▸ Exercise description
Please copy everything from the start of the records down to the line containing "positive clicks: (5, 171) (32, 359) (57, 407)", changing "rough mask" to "coarse mask" and leaving all else unchanged; give only those lines. Leave the pictures out of the answer.
- Opening Delimiter -
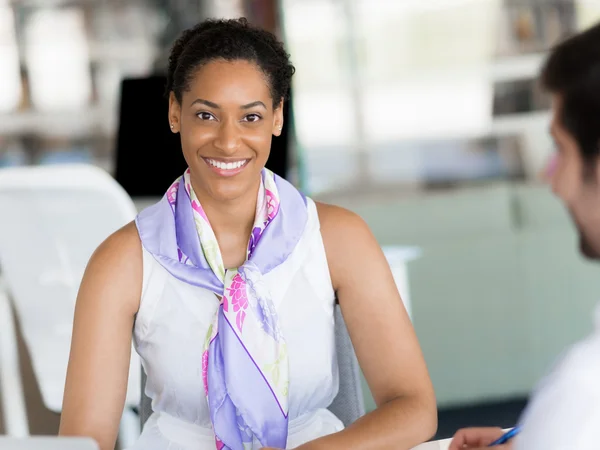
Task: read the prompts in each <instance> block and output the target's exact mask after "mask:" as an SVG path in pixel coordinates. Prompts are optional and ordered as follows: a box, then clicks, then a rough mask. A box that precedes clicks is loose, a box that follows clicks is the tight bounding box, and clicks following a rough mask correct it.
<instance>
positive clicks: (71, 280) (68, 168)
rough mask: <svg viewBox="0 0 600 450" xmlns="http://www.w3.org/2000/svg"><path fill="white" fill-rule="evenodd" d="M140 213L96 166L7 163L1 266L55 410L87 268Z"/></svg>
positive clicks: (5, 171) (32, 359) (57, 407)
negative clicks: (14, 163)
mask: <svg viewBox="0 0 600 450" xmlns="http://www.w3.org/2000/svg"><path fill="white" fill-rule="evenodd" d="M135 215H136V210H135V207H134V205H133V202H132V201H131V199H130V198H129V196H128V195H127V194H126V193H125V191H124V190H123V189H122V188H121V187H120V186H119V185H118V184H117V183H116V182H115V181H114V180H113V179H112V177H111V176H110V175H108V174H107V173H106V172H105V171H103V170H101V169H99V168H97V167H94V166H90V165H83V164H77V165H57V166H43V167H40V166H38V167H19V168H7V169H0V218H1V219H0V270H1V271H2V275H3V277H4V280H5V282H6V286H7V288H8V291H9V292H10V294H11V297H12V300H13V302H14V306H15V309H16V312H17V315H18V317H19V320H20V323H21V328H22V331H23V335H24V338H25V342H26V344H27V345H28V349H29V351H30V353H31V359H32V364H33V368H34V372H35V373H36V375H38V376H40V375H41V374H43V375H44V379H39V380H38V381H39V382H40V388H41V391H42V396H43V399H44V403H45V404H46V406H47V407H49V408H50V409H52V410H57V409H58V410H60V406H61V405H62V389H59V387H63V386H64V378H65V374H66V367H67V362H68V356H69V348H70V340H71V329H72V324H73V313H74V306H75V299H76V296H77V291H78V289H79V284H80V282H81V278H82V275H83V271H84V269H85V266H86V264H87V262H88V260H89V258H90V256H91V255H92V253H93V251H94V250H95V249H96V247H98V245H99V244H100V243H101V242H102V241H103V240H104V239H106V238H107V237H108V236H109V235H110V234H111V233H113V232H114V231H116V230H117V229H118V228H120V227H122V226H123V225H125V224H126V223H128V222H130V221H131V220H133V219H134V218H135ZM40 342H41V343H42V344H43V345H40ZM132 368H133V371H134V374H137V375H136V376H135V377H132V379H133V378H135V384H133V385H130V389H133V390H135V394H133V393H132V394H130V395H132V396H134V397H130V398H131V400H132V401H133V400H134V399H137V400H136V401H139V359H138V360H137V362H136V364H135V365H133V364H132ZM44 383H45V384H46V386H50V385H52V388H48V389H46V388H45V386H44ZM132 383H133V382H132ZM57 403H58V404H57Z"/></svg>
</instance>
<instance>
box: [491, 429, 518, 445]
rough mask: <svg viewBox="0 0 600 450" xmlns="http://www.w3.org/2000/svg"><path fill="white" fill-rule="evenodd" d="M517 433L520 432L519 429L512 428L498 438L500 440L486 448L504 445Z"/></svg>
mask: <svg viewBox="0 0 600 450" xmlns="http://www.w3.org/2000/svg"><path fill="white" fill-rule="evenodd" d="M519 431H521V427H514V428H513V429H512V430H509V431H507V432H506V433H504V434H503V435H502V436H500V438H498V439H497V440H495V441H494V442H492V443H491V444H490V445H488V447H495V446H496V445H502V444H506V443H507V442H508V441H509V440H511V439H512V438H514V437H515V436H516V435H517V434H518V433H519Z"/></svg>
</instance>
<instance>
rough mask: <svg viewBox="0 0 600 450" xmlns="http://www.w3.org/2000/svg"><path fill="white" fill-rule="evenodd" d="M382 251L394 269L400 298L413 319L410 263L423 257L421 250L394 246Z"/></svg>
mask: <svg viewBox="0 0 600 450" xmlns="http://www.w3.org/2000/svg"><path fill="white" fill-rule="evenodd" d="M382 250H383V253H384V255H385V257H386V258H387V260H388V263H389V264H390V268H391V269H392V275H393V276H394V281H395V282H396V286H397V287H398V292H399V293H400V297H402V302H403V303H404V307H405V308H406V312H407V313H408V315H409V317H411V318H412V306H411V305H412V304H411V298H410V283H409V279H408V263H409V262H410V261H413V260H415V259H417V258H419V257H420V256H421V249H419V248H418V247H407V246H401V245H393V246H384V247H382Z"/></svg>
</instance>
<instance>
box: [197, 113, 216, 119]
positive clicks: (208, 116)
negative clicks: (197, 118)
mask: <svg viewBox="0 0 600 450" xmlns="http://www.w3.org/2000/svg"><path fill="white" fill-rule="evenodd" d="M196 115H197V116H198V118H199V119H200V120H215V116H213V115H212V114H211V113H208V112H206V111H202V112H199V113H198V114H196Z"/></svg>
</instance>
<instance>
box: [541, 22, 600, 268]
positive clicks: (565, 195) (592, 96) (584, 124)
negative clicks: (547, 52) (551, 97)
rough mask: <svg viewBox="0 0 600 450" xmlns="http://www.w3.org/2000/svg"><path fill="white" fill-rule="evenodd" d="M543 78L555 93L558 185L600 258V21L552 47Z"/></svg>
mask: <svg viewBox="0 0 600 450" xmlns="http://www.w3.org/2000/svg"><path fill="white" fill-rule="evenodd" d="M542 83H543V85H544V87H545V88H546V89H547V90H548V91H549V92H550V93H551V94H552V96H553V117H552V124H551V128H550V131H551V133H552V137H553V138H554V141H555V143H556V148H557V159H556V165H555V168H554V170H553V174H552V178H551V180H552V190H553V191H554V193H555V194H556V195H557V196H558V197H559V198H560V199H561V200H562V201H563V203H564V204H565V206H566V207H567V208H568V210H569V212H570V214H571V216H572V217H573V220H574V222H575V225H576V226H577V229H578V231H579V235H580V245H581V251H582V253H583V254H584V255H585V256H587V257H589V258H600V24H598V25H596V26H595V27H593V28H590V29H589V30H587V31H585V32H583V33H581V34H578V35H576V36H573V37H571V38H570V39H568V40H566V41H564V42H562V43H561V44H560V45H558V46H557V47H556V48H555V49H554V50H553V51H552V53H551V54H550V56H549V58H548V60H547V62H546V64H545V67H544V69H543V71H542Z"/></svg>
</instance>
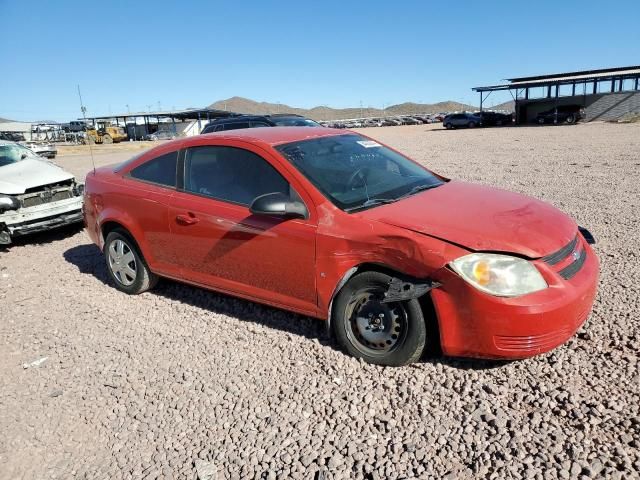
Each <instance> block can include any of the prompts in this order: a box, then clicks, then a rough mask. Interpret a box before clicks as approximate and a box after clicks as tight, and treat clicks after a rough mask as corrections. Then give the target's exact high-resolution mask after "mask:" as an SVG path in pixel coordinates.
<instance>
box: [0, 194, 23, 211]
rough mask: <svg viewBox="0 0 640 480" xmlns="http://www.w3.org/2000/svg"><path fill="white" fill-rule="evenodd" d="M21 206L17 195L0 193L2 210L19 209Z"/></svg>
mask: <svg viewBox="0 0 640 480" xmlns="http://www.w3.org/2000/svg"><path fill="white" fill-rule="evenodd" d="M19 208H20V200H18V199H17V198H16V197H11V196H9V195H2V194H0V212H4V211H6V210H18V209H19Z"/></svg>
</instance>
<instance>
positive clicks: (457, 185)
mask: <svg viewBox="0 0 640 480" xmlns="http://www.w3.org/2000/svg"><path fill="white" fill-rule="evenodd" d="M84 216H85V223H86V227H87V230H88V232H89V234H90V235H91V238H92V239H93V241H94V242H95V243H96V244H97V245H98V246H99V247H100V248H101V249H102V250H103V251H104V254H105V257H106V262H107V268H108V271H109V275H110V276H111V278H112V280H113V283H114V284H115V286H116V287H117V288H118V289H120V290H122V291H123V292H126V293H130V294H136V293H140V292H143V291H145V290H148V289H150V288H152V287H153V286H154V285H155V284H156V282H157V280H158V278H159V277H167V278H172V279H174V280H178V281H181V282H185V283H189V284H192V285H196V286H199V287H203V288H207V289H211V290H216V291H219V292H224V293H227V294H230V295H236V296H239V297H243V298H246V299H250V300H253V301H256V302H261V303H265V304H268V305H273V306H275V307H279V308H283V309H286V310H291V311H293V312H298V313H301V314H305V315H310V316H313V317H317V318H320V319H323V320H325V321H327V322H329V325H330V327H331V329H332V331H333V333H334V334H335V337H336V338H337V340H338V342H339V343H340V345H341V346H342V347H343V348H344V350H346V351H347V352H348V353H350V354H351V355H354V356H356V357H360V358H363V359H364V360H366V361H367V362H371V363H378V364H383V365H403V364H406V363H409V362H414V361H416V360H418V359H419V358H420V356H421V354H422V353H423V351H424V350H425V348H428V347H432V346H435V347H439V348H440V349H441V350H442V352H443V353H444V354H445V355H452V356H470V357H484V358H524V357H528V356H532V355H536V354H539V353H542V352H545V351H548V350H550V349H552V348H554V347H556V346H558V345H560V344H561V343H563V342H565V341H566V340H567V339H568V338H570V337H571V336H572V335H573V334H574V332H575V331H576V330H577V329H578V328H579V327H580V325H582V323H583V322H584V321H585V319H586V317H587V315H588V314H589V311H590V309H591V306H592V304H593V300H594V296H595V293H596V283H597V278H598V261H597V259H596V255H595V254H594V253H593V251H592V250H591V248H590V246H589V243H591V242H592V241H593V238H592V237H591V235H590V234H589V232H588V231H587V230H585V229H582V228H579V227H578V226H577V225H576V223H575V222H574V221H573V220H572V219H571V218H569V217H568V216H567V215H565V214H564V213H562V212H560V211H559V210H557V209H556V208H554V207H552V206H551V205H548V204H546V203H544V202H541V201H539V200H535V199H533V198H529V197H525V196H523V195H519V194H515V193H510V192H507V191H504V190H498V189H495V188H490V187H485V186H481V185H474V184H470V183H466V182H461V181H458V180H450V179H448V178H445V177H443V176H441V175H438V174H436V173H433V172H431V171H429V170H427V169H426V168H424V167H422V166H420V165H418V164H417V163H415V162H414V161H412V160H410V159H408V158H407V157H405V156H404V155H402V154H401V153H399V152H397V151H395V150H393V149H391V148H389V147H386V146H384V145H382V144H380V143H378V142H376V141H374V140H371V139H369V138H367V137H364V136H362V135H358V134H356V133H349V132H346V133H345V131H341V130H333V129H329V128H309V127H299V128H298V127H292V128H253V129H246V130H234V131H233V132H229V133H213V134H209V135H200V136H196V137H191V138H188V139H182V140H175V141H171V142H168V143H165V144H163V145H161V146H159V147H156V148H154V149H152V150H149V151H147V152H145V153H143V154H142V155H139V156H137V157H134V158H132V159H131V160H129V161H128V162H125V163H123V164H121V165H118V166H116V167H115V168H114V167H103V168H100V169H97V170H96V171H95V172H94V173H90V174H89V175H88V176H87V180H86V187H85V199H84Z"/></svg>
- Closing Delimiter -
▸ Solution to this task
Task: read the prompts in each <instance> block and output the target's exact mask after "mask:" as an SVG path in pixel coordinates. Prompts are optional and ordered as follows: a box, then clicks, then a coarse mask. A box that precedes clicks is loose, a box that follows clicks is the tight bounding box, and clicks following a coarse mask correct it.
<instance>
positive clicks: (71, 280) (68, 168)
coarse mask: <svg viewBox="0 0 600 450" xmlns="http://www.w3.org/2000/svg"><path fill="white" fill-rule="evenodd" d="M140 213L96 166L7 163L1 266L55 410L87 268Z"/></svg>
positive clicks: (5, 171) (32, 359) (57, 407)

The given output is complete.